--- START Raw data ---

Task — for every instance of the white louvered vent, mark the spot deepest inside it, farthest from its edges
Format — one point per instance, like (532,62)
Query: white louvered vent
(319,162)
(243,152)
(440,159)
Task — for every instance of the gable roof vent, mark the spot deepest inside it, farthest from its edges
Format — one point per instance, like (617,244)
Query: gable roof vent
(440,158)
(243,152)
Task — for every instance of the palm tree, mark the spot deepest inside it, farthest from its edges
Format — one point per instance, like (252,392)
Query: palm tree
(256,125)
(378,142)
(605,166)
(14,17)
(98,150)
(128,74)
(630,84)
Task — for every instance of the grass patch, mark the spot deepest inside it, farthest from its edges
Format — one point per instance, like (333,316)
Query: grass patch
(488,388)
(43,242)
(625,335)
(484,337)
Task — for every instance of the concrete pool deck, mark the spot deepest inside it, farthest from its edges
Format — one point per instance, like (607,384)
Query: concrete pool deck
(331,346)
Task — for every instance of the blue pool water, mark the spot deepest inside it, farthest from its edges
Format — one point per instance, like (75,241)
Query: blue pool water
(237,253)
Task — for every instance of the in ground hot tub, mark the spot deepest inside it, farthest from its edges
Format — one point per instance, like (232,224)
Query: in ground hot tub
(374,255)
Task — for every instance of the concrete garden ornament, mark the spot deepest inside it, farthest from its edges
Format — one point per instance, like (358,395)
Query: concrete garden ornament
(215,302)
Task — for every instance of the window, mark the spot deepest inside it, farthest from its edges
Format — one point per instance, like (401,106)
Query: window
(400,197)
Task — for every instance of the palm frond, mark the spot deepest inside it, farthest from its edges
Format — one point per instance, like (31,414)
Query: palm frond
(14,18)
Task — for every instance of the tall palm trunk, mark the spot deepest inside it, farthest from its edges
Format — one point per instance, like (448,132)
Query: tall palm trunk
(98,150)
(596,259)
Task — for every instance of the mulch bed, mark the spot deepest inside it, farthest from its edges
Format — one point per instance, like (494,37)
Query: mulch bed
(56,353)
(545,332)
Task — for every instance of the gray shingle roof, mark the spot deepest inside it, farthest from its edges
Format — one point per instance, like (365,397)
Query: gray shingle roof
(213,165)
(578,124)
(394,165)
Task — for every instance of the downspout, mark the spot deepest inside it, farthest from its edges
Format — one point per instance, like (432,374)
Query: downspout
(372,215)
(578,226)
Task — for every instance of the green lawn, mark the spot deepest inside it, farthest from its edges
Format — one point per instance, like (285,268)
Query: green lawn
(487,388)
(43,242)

--- END Raw data ---
--- START Raw data ---

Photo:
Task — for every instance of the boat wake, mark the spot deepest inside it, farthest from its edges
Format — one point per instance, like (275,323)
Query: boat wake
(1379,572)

--- END Raw data ---
--- START Raw data ---

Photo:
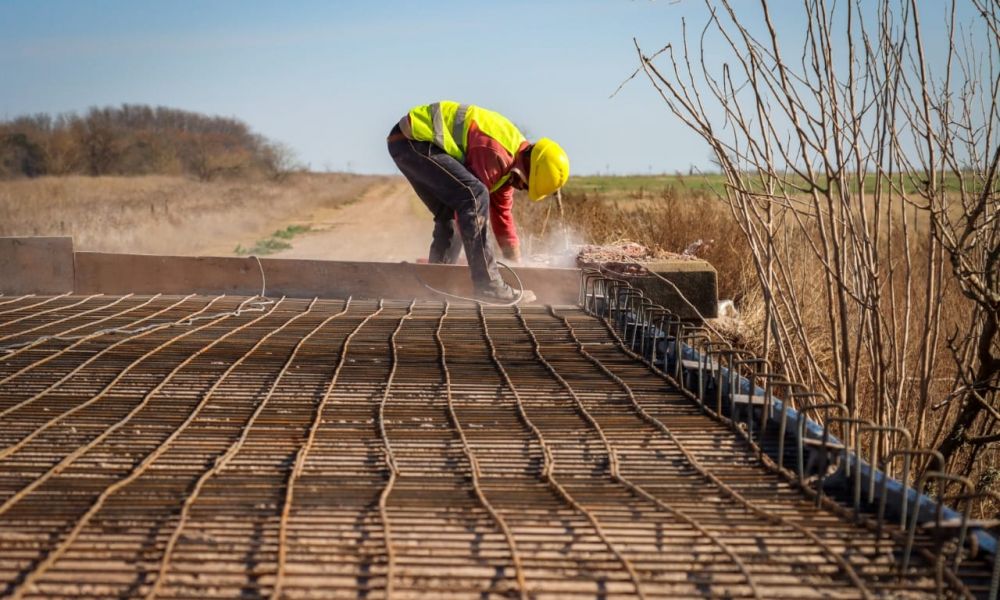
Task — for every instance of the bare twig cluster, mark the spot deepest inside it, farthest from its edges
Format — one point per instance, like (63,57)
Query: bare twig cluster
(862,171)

--- END Raw data ---

» Task to complete
Pick out every line above that contains the word "patch", matching case exactly, and copy each one.

» Answer below
Task — for every instance of the grass patch, mark the spot deepest inside it, farthest from its edges
Query: grass patch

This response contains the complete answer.